• [GIVEN DATA]:
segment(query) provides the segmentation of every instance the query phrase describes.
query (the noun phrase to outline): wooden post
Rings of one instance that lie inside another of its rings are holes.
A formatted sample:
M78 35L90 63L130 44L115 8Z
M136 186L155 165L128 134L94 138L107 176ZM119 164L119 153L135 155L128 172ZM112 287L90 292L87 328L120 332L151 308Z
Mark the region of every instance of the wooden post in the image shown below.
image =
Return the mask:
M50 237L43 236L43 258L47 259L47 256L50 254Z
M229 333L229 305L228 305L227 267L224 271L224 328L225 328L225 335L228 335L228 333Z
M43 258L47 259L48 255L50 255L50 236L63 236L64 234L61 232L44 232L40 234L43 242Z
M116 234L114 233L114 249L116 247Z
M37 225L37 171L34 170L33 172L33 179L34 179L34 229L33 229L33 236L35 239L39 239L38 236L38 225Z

• [TASK REQUIREMENTS]:
Please copy the line that holds "Rings of one" and each line under it through the last line above, exactly as they stand, adding nothing.

• [RESPONSE TO THE TASK]:
Rings of one instance that lie inside another of its rings are holes.
A formatted sample:
M78 35L90 63L130 44L115 8Z
M136 186L155 165L128 134L94 138L107 176ZM119 164L119 153L135 155L128 172ZM112 287L90 292L87 328L120 332L151 308Z
Mark the region of every instance of the wooden post in the image shown below.
image =
Return the mask:
M50 237L43 236L43 258L47 259L47 256L50 254Z
M229 333L229 305L228 305L227 267L224 271L224 328L225 328L225 335L228 335L228 333Z
M43 258L47 259L48 255L50 255L50 236L63 236L64 234L61 232L44 232L40 234L43 242Z
M116 234L114 233L114 249L116 247Z
M37 225L37 171L34 170L33 172L33 179L34 179L34 229L33 229L33 236L35 239L39 239L38 236L38 225Z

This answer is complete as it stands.